### Extracted entries ###
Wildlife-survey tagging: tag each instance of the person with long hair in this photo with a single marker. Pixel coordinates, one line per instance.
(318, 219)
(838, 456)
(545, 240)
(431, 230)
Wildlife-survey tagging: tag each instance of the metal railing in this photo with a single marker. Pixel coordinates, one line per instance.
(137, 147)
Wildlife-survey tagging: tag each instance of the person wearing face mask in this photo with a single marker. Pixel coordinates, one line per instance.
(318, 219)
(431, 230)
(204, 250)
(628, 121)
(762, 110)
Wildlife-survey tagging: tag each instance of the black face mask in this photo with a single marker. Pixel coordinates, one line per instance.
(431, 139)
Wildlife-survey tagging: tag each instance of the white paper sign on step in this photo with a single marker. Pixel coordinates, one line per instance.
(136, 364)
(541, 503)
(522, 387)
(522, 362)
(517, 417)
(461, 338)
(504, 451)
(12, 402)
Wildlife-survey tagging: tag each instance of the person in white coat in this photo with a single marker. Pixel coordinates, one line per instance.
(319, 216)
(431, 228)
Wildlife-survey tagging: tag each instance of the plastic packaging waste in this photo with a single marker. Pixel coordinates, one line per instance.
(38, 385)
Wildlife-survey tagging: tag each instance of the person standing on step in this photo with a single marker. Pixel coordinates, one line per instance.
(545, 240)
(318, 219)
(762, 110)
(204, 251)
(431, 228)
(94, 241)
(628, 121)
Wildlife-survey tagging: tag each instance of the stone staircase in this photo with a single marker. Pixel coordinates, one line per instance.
###
### [What to produce]
Please set out every line of the items above as a Markdown table with two columns, No. and Entry, numbering each row and leaving out blank lines.

### [The reply]
| No. | Entry |
|---|---|
| 1 | Wildlife-survey tagging: tag each instance of the person with long hair in this photo with a single marker. Pixel coordinates, one line per instance. |
| 2 | (318, 219) |
| 3 | (838, 456) |
| 4 | (545, 240) |
| 5 | (431, 230) |
| 6 | Wildlife-survey tagging: tag each instance of the metal railing in this photo with a single marker. Pixel coordinates, one line per instance. |
| 7 | (137, 147) |
| 8 | Wildlife-survey tagging: tag each instance of the person wearing face mask in this photo with a single marker. Pixel coordinates, one line per instance. |
| 9 | (318, 219) |
| 10 | (431, 230) |
| 11 | (204, 250) |
| 12 | (628, 121) |
| 13 | (762, 110) |
| 14 | Wildlife-survey tagging: tag each instance of the black face mask in this photo with a single marker. Pixel coordinates, one line per instance. |
| 15 | (431, 139) |
| 16 | Wildlife-survey tagging: tag each instance of the white paper sign on step in this photo with a single marker. Pixel coordinates, one line per instance. |
| 17 | (136, 364) |
| 18 | (541, 503) |
| 19 | (522, 387) |
| 20 | (522, 362) |
| 21 | (517, 417) |
| 22 | (461, 338) |
| 23 | (504, 451) |
| 24 | (12, 402) |
| 25 | Wildlife-survey tagging: tag each instance of the person in white coat in this photo with a single marker. Pixel coordinates, one line per instance. |
| 26 | (319, 216) |
| 27 | (431, 228) |
| 28 | Wildlife-survey tagging: tag each instance of the plastic packaging waste in this photo with a single marker. Pixel coordinates, one line per instance. |
| 29 | (38, 385) |
| 30 | Wildlife-survey tagging: tag each instance of the person standing on step in this photo with a single marker. Pixel coordinates, one line per instance. |
| 31 | (545, 240) |
| 32 | (318, 219) |
| 33 | (762, 110) |
| 34 | (204, 251) |
| 35 | (431, 228) |
| 36 | (94, 241) |
| 37 | (628, 121) |
| 38 | Wildlife-survey tagging: tag each instance of the stone staircase in this photo with a single marker. Pixel coordinates, one line per instance. |